Task goal:
Copy the data below word for word, keeping every line and character the same.

Data provided:
"""

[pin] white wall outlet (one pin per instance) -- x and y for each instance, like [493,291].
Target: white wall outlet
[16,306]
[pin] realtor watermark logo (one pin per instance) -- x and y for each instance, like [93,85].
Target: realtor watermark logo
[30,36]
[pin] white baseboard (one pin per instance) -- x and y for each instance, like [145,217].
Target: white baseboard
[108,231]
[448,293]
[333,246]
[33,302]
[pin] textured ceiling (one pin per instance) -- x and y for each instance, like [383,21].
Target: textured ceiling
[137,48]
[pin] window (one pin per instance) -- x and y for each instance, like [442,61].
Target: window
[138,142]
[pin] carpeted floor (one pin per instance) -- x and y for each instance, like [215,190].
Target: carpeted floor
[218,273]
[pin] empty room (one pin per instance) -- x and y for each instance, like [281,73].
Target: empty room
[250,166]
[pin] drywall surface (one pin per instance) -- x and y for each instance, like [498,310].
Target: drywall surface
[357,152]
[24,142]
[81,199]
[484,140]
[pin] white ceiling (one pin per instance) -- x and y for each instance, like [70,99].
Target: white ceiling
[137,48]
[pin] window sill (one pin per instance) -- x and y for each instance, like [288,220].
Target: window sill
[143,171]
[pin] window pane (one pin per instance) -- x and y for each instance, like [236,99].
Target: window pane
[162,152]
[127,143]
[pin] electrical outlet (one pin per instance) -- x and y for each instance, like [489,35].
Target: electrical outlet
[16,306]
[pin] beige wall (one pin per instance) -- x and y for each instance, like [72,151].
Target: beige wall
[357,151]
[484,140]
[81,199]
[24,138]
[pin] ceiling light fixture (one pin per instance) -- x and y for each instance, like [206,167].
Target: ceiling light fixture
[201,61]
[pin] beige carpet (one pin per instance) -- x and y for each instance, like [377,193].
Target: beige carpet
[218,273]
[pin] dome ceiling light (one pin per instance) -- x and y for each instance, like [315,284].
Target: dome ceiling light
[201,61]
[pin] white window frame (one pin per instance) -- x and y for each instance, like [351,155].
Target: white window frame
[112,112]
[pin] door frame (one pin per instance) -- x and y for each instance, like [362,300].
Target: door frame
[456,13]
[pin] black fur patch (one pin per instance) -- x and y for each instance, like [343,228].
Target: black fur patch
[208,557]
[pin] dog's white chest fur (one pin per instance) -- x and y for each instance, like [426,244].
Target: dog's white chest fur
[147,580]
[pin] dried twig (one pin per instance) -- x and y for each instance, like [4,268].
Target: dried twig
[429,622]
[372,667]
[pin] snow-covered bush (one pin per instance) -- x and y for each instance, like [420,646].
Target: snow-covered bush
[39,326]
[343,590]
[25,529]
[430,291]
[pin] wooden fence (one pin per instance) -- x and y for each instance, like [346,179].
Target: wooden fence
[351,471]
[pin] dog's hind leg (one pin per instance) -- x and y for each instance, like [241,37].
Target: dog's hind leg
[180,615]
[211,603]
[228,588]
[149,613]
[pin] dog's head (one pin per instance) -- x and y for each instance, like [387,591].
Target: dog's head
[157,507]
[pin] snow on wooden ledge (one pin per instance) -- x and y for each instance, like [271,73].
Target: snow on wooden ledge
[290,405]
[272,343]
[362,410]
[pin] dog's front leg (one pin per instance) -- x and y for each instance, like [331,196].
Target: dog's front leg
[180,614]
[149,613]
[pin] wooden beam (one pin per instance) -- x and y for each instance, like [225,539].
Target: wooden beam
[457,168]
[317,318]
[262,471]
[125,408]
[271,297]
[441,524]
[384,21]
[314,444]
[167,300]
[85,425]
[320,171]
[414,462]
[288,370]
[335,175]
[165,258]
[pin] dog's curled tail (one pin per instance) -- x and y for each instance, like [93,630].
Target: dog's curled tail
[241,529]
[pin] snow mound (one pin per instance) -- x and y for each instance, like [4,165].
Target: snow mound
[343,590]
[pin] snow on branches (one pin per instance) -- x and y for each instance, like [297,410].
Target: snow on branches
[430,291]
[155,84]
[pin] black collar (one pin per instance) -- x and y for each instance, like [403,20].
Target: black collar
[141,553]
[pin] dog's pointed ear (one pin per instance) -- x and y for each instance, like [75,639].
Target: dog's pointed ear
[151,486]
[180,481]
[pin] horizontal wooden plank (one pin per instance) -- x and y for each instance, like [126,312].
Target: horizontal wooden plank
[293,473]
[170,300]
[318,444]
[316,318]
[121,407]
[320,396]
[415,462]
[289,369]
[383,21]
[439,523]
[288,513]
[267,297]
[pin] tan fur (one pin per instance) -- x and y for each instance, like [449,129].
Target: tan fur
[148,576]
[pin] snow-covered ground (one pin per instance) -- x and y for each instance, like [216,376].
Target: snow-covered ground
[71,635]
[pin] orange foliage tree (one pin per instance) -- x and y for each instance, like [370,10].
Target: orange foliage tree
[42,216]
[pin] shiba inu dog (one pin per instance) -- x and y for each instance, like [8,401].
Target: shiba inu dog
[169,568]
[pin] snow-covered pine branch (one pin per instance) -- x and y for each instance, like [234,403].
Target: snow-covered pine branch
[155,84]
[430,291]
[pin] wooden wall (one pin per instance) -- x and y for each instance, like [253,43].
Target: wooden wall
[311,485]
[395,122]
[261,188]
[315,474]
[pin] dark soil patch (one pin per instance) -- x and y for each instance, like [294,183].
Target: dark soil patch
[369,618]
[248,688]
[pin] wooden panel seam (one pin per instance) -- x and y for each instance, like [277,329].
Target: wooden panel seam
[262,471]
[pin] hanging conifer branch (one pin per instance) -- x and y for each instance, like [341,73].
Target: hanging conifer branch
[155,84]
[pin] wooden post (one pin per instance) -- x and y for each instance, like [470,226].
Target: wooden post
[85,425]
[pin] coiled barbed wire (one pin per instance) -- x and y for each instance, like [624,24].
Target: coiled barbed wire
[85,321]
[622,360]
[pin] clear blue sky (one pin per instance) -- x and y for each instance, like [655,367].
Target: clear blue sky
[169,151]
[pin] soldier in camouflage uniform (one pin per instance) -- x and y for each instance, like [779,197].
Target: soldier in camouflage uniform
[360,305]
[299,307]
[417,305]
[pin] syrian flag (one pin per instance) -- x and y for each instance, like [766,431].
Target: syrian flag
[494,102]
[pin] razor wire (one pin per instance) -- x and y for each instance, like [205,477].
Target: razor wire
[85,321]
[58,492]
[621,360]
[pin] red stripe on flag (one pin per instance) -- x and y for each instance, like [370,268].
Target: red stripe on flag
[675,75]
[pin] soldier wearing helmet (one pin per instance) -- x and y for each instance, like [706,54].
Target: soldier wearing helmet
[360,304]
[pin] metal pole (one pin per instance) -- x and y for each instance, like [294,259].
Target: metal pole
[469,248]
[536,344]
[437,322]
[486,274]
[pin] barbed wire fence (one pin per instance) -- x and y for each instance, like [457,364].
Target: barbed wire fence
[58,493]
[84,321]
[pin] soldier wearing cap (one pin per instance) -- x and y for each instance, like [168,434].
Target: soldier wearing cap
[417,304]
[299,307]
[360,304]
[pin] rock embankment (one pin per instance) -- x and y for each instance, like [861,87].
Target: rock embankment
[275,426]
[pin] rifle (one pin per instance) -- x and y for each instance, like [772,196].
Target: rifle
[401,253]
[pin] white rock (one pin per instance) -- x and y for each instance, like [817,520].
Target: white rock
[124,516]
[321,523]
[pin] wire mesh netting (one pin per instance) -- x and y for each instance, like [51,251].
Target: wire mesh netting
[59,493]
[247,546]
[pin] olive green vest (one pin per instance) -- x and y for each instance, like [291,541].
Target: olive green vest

"""

Full answer:
[pin] white wall outlet (one pin per instance) -- x and y for each instance, like [493,291].
Target: white wall outlet
[16,306]
[pin] realtor watermark logo (one pin per instance) -- x and y for each instance, like [93,85].
Target: realtor watermark logo
[30,36]
[pin] white baseboard (one pin per instance) -- x and y for each instance, like [145,217].
Target: white baseboard
[108,231]
[448,293]
[333,246]
[33,302]
[pin] textured ceiling (one pin per instance) -- x and y for each instance, like [383,21].
Target: textured ceiling
[137,48]
[pin] window (one pin per instance) -- x and y for each instance, like [442,61].
Target: window
[138,142]
[pin] carpeted floor (one pin per instance) -- x and y for each instance, like [215,190].
Target: carpeted floor
[218,273]
[pin] empty room (one pin per instance) -- x and y for each instance, like [281,73].
Target: empty room
[250,166]
[pin] drywall surface (one pin per instance) -- x and y for each instance, like [498,310].
Target: drywall surface
[357,152]
[24,142]
[81,199]
[484,140]
[pin] white ceiling (one pin per instance) -- x and y for each instance, like [70,99].
Target: white ceiling
[137,48]
[pin] window sill (one pin per instance) -- x and y for each instance, like [288,220].
Target: window sill
[143,171]
[pin] window pane (one pin per instance) -- x and y for each instance, like [236,99].
Target: window pane
[162,152]
[127,143]
[pin] electrical outlet (one pin per instance) -- x and y for each instance, like [489,35].
Target: electrical outlet
[16,306]
[pin] beige wall (one pin per instance) -- x and y for each instance, like [72,151].
Target: beige wall
[357,151]
[484,140]
[81,199]
[24,138]
[pin] ceiling light fixture (one pin per instance) -- x and y for each instance, like [206,167].
Target: ceiling light fixture
[201,61]
[pin] beige carpet (one pin per instance) -- x and y for each instance, like [377,193].
Target: beige carpet
[218,273]
[pin] dome ceiling light (one pin per instance) -- x and y for each instance, like [315,284].
Target: dome ceiling light
[201,61]
[pin] white window frame (one pin per instance) -- x and y for each instance, like [351,155].
Target: white window frame
[112,112]
[pin] door frame (one pin per instance) -- x and y for each instance, like [362,300].
Target: door frame
[456,13]
[pin] black fur patch (one pin per instance) -- x and y for each instance, like [343,228].
Target: black fur patch
[208,557]
[pin] dog's white chest fur (one pin per instance) -- x and y for each instance, like [426,244].
Target: dog's white chest fur
[147,580]
[pin] dried twig (one pin per instance) -- x and y for each instance, like [4,268].
Target: dried twig
[429,622]
[372,667]
[pin] snow-covered bush (one pin per instance) -- x and y for each instance, like [420,646].
Target: snow-covered bush
[39,326]
[343,590]
[25,529]
[430,291]
[pin] wooden fence (one pin per instance) -- x and y for each instance, like [346,179].
Target: wooden fence
[351,471]
[pin] dog's hind leg (one pin per instance) -- x and y for each instance, like [241,37].
Target: dog's hind leg
[180,615]
[211,603]
[228,588]
[149,613]
[pin] dog's head (one pin per instance) -- x and y for each instance, like [387,591].
Target: dog's head
[157,507]
[pin] snow on wooden ledge (one pin per instance) -- x and y for each instance, like [271,73].
Target: snow on wooden ledge
[290,405]
[272,343]
[362,410]
[pin] dog's front leg (one pin per instance) -- x and y for each instance, like [331,196].
Target: dog's front leg
[180,614]
[149,613]
[pin] wooden beam (one pin per instance) -- x and y for each instance, like [225,539].
Target: wooden beam
[457,168]
[317,318]
[262,471]
[125,408]
[271,297]
[441,524]
[384,21]
[314,444]
[167,300]
[85,425]
[320,171]
[414,462]
[288,370]
[335,175]
[165,258]
[pin] dog's curled tail (one pin per instance) -- x and y for each instance, like [93,630].
Target: dog's curled tail
[241,529]
[pin] snow mound (one pin per instance) -- x and y for each instance, like [4,165].
Target: snow mound
[343,590]
[pin] snow on branches (one pin per instance) -- x and y for each instance, like [297,410].
Target: snow on branches
[430,291]
[155,84]
[pin] black collar (one pin per instance) -- x and y for each instance, like [403,20].
Target: black collar
[141,553]
[pin] dog's pointed ear (one pin per instance) -- x and y for each instance, like [75,639].
Target: dog's pointed ear
[151,486]
[180,481]
[pin] horizontal wooden plank (one pin per instance) -- x and y for each instance, like [126,312].
Target: horizontal wooden plank
[293,473]
[170,300]
[318,444]
[316,318]
[121,407]
[320,396]
[415,462]
[289,369]
[383,21]
[439,523]
[288,513]
[267,297]
[pin] tan fur (one pin per instance) -- x and y for each instance, like [449,129].
Target: tan fur
[148,576]
[pin] snow-covered ground (one pin per instance) -- x and y for each instance, like [216,376].
Target: snow-covered ground
[71,635]
[pin] orange foliage tree (one pin per instance) -- x and y for each instance, like [370,10].
Target: orange foliage tree
[42,216]
[pin] shiba inu dog (one pin per instance) -- x and y for each instance, like [8,401].
Target: shiba inu dog
[169,568]
[pin] snow-covered pine branch (one pin per instance) -- x and y for each instance, like [234,403].
Target: snow-covered pine branch
[155,84]
[430,291]
[pin] wooden wall (one pin per instance) -- x and y for each instance, like [253,43].
Target: wooden wall
[311,485]
[395,122]
[261,188]
[315,474]
[pin] dark soil patch (one pin per instance) -- x and y for each instance, like [294,183].
Target: dark soil patch
[369,618]
[248,688]
[pin] wooden panel seam (one pin per instance) -- x and y for each instance, like [277,329].
Target: wooden panel seam
[262,471]
[pin] hanging conifer branch (one pin per instance) -- x and y for each instance, like [341,73].
Target: hanging conifer branch
[155,84]
[pin] wooden post (one pin per instance) -- x and y for each instance, like [470,226].
Target: wooden post
[85,425]
[pin] coiled barbed wire (one pin per instance) -- x and y for each instance, like [624,24].
Target: coiled barbed wire
[85,321]
[622,360]
[pin] clear blue sky (one pin per instance) -- x and y for each instance, like [655,367].
Target: clear blue sky
[169,151]
[pin] soldier in camouflage uniform (one pin per instance) -- x and y for each instance, like [779,197].
Target: soldier in camouflage uniform
[360,305]
[299,307]
[417,305]
[pin] syrian flag (one pin per instance) -- x and y for each instance, like [766,431].
Target: syrian flag
[494,102]
[pin] razor wire (one pin per instance) -- x and y for each instance, like [205,477].
Target: razor wire
[85,321]
[58,492]
[621,360]
[pin] red stripe on flag (one pin per instance) -- x and y for each instance, like [370,268].
Target: red stripe on flag
[675,75]
[pin] soldier wearing helmet (one pin per instance) -- x and y for each instance, like [706,54].
Target: soldier wearing helmet
[360,304]
[pin] metal pole (one pin per instance) -- x and y for each instance, like [294,259].
Target: metal pole
[469,248]
[536,344]
[437,322]
[486,274]
[pin] barbed wire fence (one pin per instance) -- x and y for each instance, like [457,364].
Target: barbed wire fence
[58,493]
[84,321]
[pin] soldier wearing cap (one pin per instance) -- x and y for each instance, like [168,434].
Target: soldier wearing cap
[417,304]
[299,307]
[360,304]
[pin] rock embankment (one pin per instance) -- x and y for each instance, like [861,87].
Target: rock embankment
[275,426]
[pin] rifle (one pin per instance) -- x and y for each instance, like [772,196].
Target: rifle
[401,253]
[pin] white rock (one pin per instance) -- x and y for each instance, like [817,520].
Target: white rock
[124,516]
[321,523]
[pin] wire mesh netting (one pin per instance) -- x and y for each instance, like [51,251].
Target: wire mesh netting
[59,493]
[247,546]
[pin] olive green vest (one pin per instance) -- x and y for each instance, like [291,541].
Target: olive green vest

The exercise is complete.